What this exercise asks:
- A) Answer each of the following from the article on Maribel, one answer per line, marked (i), (ii) and (iii) as the questions are.
(i) Across which river from the Terra do Meio Ecological Station does Maribel lie?
(ii) What do the locals say is causing the growing scarcity of fish?
(iii) What is the full name of the conservation authority ICMBio?
- B) Recast the paragraph of the article on Maribel that begins "As night falls in that sudden tropical way" as a short bulleted list that retains its main facts.
- C) Write the next paragraph of the article on Maribel, carrying on from its final sentence.

Today’s small family-run Brazil nut processing center prospers, while Henry Ford’s rubber plantation and Julio Vito Pentagna Guimarāes’s mega-cattle ranch have been reclaimed by the jungle.
Maribel is a small, pleasant river port, situated in the Indigenous Territory of Cachoeira Seca on the opposite side of the Iriri River from the Terra do Meio Ecological Station (ESEC-TM).
The town consists of a central square, surrounded by bars painted in bright colors: blue, pink, purple, turquoise. green. Each establishment has a palm roof and large veranda, where people gather to eat, talk, drink and sling their hammocks.
As night falls in that sudden tropical way, locals chat easily with our research team about the growing scarcity of fish, caused, they say, by the increasing demand of Altamira — an Amazon basin boom town swollen to over 100,000 with the coming of workers to build the gigantic Belo Monte Dam. More fishermen are moving in all the time, they explain, and encroaching on other people’s fishing areas, something that never happened in the old days.
The early evening talkers move on to another popular topic: the restrictions imposed by the conservation authority, ICMBio (Instituto Chico Mendes de Conservaçāo da Biodiversidade). The authorities don’t go after the real culprits, they say, the illegal loggers, big farmers and commercial fishermen who flout the regulations and clean the river out with their nets.
“It’s only us, who can’t fight back”, the locals complain. “We can’t take a single fish out of the area to take to relatives in Altamira.” Although when pushed, the men do admit that the situation has improved over the last two years — though the constant monitoring still irks them.

Stored rows:
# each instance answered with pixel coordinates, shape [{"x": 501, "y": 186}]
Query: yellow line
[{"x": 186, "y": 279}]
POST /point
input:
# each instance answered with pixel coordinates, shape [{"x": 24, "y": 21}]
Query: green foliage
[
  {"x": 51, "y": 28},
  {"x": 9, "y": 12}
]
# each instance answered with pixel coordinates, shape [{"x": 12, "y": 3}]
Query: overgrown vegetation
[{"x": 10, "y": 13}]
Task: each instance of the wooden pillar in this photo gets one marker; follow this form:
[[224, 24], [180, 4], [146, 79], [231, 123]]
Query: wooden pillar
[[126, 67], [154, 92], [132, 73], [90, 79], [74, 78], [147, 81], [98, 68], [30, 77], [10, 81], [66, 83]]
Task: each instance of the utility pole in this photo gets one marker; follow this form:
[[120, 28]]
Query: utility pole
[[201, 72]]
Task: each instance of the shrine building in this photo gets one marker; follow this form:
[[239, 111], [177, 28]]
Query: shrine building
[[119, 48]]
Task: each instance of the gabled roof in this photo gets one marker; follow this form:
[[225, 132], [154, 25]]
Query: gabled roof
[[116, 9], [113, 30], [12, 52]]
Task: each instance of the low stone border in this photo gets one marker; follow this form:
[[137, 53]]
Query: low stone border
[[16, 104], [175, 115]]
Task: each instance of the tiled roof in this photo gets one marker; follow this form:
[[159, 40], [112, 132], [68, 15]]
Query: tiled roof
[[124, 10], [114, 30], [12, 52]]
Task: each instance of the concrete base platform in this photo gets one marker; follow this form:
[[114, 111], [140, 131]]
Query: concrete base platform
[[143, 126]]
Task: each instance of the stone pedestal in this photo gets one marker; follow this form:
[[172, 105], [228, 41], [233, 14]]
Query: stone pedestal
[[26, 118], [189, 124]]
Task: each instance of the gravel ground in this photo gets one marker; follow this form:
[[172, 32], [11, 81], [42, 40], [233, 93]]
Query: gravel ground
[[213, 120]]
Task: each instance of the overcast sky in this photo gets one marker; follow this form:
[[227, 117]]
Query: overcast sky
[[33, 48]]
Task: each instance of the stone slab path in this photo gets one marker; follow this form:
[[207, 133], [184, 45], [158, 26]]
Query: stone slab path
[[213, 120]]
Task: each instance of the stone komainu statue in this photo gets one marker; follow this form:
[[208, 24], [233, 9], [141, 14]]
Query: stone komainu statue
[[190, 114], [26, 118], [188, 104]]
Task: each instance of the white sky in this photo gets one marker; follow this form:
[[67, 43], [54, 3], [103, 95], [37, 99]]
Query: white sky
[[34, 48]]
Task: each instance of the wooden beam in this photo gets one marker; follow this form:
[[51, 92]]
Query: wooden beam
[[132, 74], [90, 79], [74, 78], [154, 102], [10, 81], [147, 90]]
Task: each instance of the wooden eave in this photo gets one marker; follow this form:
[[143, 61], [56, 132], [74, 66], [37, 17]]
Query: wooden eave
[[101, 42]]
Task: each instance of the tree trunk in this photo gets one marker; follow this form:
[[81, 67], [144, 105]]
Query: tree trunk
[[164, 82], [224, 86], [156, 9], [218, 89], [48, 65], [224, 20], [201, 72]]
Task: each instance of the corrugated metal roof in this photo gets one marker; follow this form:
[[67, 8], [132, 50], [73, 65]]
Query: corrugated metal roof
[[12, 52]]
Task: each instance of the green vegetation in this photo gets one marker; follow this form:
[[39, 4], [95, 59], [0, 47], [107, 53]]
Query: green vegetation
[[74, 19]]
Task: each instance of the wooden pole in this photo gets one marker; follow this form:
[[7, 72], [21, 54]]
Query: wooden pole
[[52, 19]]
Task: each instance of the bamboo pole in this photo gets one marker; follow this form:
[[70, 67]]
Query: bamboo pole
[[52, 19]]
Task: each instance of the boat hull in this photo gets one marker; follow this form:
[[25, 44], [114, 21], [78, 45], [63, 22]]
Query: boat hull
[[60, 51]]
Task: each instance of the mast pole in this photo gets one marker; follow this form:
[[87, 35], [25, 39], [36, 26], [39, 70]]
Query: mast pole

Answers to the exercise:
- A)
(i) The Iriri River.
(ii) The increasing demand of Altamira.
(iii) Instituto Chico Mendes de Conservaçāo da Biodiversidade.

- B)
- At nightfall, locals tell the research team that fish are becoming scarce.
- They blame rising demand from Altamira, an Amazon basin boom town that has grown to over 100,000 as workers arrived to build the Belo Monte Dam.
- More fishermen keep moving in and encroaching on others' fishing areas, which locals say never happened in the old days.

- C)
The conversation turns next to the nearby Indigenous Territory of Cachoeira Seca and the locals’ land claims there. Some had settled in the past on lands that are now being included within the recently designated 750,000-hectare (2,896-square mile) reserve — not knowing they would one day be asked to move.
But the locals show little resentment toward the Indians, which is very unusual in this type of conflict, and they readily recognise the Indians’ right to the land. The locals even add that they’re prepared to move out. But, not unreasonably, they want the government to respect the law and resettle them on equally good plots of land and to pay them compensation for the house and crops they lose.
The government has just completed the long process of sorting out the genuine early settlers from the grileiros (the land thieves), who moved in after the reserve proposal was made to scam a quick buck. The long process of setting up the reserve is well underway but officials appear reluctant to take the final step — the (almost) irreversible creation of the new indigenous territory.
So no one has been moved out of the indigenous reserve yet, and that is generating a great deal of uncertainty. “It’s so unsettling not knowing what is happening”, complains one settler.
We sling our hammocks on one of the verandas and spend a restful night. The next morning our team heads upriver in our voadeira (canoe with outboard motor). The Iriri is low, for the rains have only just begun — they came very late this year — and our pilot has to pick his way carefully around the rocky patches.
The sun breaks through the clouds and we see storks, red and blue parrots (arara) and the occasional kingfisher winging its way along the bank. Now and again, we spot a jacaré (caiman) sunning on exposed rocks.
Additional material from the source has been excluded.